Render every line of the entries below as a Markdown table with two columns, "No." for the row number and "Text" for the line, and leave out any blank lines.
---------- Exercise data ----------
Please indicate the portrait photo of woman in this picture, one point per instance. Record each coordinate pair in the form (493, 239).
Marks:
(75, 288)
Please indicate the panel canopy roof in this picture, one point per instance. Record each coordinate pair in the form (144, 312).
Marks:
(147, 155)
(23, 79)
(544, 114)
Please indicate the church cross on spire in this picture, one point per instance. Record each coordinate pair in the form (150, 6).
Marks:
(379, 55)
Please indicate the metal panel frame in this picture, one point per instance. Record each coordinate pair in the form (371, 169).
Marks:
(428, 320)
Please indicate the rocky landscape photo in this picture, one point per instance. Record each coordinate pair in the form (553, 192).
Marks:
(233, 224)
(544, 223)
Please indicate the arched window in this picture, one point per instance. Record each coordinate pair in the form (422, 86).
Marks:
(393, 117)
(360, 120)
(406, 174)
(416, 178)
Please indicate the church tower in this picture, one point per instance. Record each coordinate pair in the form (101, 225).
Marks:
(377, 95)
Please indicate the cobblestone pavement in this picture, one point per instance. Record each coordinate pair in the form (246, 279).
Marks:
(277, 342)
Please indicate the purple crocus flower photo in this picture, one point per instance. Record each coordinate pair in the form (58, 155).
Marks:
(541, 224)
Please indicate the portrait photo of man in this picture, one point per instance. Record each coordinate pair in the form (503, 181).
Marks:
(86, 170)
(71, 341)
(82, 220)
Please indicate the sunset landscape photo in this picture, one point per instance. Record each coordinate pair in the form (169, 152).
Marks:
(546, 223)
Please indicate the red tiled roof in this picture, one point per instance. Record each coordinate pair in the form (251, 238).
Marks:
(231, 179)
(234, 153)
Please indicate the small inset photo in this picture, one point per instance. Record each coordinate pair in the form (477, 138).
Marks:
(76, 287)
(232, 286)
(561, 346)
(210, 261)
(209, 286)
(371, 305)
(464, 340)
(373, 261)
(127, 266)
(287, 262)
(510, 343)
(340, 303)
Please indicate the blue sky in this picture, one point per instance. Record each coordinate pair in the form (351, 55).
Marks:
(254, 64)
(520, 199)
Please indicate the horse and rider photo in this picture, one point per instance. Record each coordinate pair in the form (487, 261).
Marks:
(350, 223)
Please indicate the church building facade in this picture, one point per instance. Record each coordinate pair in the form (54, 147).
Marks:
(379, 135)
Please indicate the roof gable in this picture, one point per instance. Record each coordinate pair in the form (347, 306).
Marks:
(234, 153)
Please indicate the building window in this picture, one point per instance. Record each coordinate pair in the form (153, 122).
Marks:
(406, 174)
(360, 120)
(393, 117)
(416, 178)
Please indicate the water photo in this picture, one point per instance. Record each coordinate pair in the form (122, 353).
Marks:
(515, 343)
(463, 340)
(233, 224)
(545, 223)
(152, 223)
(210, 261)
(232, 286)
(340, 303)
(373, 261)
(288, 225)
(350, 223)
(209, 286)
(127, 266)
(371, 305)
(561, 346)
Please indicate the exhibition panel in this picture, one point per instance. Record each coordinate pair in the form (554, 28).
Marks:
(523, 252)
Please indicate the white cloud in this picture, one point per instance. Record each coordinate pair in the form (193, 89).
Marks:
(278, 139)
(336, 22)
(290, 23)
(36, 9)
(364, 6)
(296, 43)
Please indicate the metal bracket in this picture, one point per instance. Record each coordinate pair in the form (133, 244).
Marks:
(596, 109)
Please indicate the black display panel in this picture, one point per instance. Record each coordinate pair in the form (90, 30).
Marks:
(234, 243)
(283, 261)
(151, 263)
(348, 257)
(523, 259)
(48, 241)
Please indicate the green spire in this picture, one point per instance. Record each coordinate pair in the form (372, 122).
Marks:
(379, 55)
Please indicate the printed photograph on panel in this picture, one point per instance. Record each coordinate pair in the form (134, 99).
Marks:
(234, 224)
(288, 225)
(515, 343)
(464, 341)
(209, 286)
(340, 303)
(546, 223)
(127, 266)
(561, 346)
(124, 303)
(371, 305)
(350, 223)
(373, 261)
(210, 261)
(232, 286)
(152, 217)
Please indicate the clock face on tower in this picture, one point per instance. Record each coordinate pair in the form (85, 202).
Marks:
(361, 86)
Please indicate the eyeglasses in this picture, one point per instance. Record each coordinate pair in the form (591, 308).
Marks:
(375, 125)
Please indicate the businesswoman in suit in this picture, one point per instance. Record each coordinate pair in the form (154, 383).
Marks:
----------
[Right answer]:
| No. | Text |
|---|---|
| 1 | Please indicate the portrait photo of woman in this picture, one point per instance. Record each coordinate pair in the form (493, 239). |
| 2 | Marks: |
| 3 | (75, 288) |
| 4 | Please indicate the panel canopy roof in this picture, one point per instance. Record each coordinate pair in the form (144, 312). |
| 5 | Marks: |
| 6 | (147, 155) |
| 7 | (23, 79) |
| 8 | (544, 114) |
| 9 | Please indicate the church cross on spire in this picture, one point per instance. Record each coordinate pair in the form (150, 6). |
| 10 | Marks: |
| 11 | (379, 55) |
| 12 | Please indicate the metal panel frame in this picture, one point per instance. Record each coordinate pair in the form (371, 169). |
| 13 | Marks: |
| 14 | (428, 320) |
| 15 | Please indicate the rocky landscape photo in this picture, one point per instance. Record each coordinate pair in the form (553, 192). |
| 16 | Marks: |
| 17 | (233, 224) |
| 18 | (544, 223) |
| 19 | Please indicate the arched window in this picture, one point per instance. Record each coordinate pair in the form (422, 86). |
| 20 | Marks: |
| 21 | (393, 117) |
| 22 | (360, 120) |
| 23 | (406, 174) |
| 24 | (416, 178) |
| 25 | Please indicate the church tower in this picture, one point per instance. Record each coordinate pair in the form (101, 225). |
| 26 | Marks: |
| 27 | (377, 95) |
| 28 | Please indicate the cobblestone pavement in this picture, one point per instance. Record each coordinate pair in the form (246, 279). |
| 29 | Marks: |
| 30 | (277, 342) |
| 31 | Please indicate the purple crocus flower photo in this picture, one point per instance. Record each coordinate pair in the form (58, 155). |
| 32 | Marks: |
| 33 | (541, 224) |
| 34 | Please indicate the portrait photo of man in this picture, one point per instance. Record each coordinate pair in the form (503, 181). |
| 35 | Marks: |
| 36 | (86, 170) |
| 37 | (71, 341) |
| 38 | (82, 220) |
| 39 | Please indicate the sunset landscape photo in this picture, one point per instance. Record each coordinate pair in the form (169, 152). |
| 40 | Marks: |
| 41 | (546, 223) |
| 42 | Please indicate the red tiled roof in this picture, one point per instance. Record each coordinate pair in the form (251, 238). |
| 43 | Marks: |
| 44 | (231, 179) |
| 45 | (234, 153) |
| 46 | Please indicate the small inset photo in this picture, one point per instance. Record each coordinate pair in the form (477, 138). |
| 47 | Marks: |
| 48 | (76, 287) |
| 49 | (232, 286) |
| 50 | (561, 346) |
| 51 | (210, 261) |
| 52 | (209, 286) |
| 53 | (371, 305) |
| 54 | (464, 340) |
| 55 | (373, 261) |
| 56 | (127, 266) |
| 57 | (287, 262) |
| 58 | (510, 343) |
| 59 | (340, 303) |
| 60 | Please indicate the blue sky in this picture, one point per instance. Record each coordinate pair in the form (351, 55). |
| 61 | Marks: |
| 62 | (254, 64) |
| 63 | (520, 199) |
| 64 | Please indicate the horse and rider photo in this picture, one point per instance. Record each coordinate pair in the form (487, 261). |
| 65 | Marks: |
| 66 | (350, 223) |
| 67 | Please indicate the church building facade in this picture, one point per instance. Record each coordinate pair in the form (54, 147). |
| 68 | Marks: |
| 69 | (379, 135) |
| 70 | Please indicate the roof gable in this picture, one point per instance. Record each coordinate pair in the form (347, 306). |
| 71 | Marks: |
| 72 | (234, 153) |
| 73 | Please indicate the building window in this picture, one point per instance. Record each coordinate pair in the form (153, 122). |
| 74 | Marks: |
| 75 | (406, 174) |
| 76 | (360, 120) |
| 77 | (393, 117) |
| 78 | (416, 178) |
| 79 | Please indicate the water photo in this picture, one point per instance. Record each coordinate pair in the form (122, 353). |
| 80 | Marks: |
| 81 | (515, 343) |
| 82 | (463, 340) |
| 83 | (233, 224) |
| 84 | (545, 223) |
| 85 | (152, 223) |
| 86 | (210, 261) |
| 87 | (232, 286) |
| 88 | (340, 303) |
| 89 | (373, 261) |
| 90 | (288, 225) |
| 91 | (350, 223) |
| 92 | (209, 286) |
| 93 | (127, 266) |
| 94 | (371, 305) |
| 95 | (561, 346) |
| 96 | Please indicate the exhibition panel in this picture, one point per instance. Record each coordinate pair in the form (554, 28). |
| 97 | Marks: |
| 98 | (523, 252) |
| 99 | Please indicate the white cloud in this picture, one point per instance. Record each coordinate pair in the form (193, 89). |
| 100 | Marks: |
| 101 | (278, 139) |
| 102 | (336, 22) |
| 103 | (290, 23) |
| 104 | (36, 9) |
| 105 | (364, 6) |
| 106 | (296, 43) |
| 107 | Please indicate the metal bracket in this picture, one point per instance. Record each coordinate pair in the form (133, 244). |
| 108 | Marks: |
| 109 | (596, 109) |
| 110 | Please indicate the black display panel in this picture, one point per instance. Record each coordinate pair in the form (90, 30). |
| 111 | Marks: |
| 112 | (234, 243) |
| 113 | (283, 261) |
| 114 | (151, 263) |
| 115 | (348, 257) |
| 116 | (523, 259) |
| 117 | (48, 241) |
| 118 | Please indicate the green spire in this picture, one point per instance. Record each coordinate pair in the form (372, 122). |
| 119 | Marks: |
| 120 | (379, 55) |
| 121 | Please indicate the printed photograph on panel in this picture, one point per instance. Record each coordinate pair in the form (134, 99). |
| 122 | Marks: |
| 123 | (234, 224) |
| 124 | (288, 225) |
| 125 | (515, 343) |
| 126 | (464, 341) |
| 127 | (209, 286) |
| 128 | (340, 303) |
| 129 | (546, 223) |
| 130 | (127, 266) |
| 131 | (561, 346) |
| 132 | (124, 303) |
| 133 | (371, 305) |
| 134 | (350, 223) |
| 135 | (373, 261) |
| 136 | (210, 261) |
| 137 | (232, 286) |
| 138 | (152, 217) |
| 139 | Please indicate the clock face on tower in this picture, one point per instance. Record each coordinate pair in the form (85, 202). |
| 140 | Marks: |
| 141 | (361, 86) |
| 142 | Please indicate the eyeglasses in this picture, one point per instance. Record each coordinate pair in the form (591, 308). |
| 143 | Marks: |
| 144 | (375, 125) |
| 145 | Please indicate the businesswoman in suit in this picture, one point per instance. Record each coordinate pair in the form (154, 383). |
| 146 | Marks: |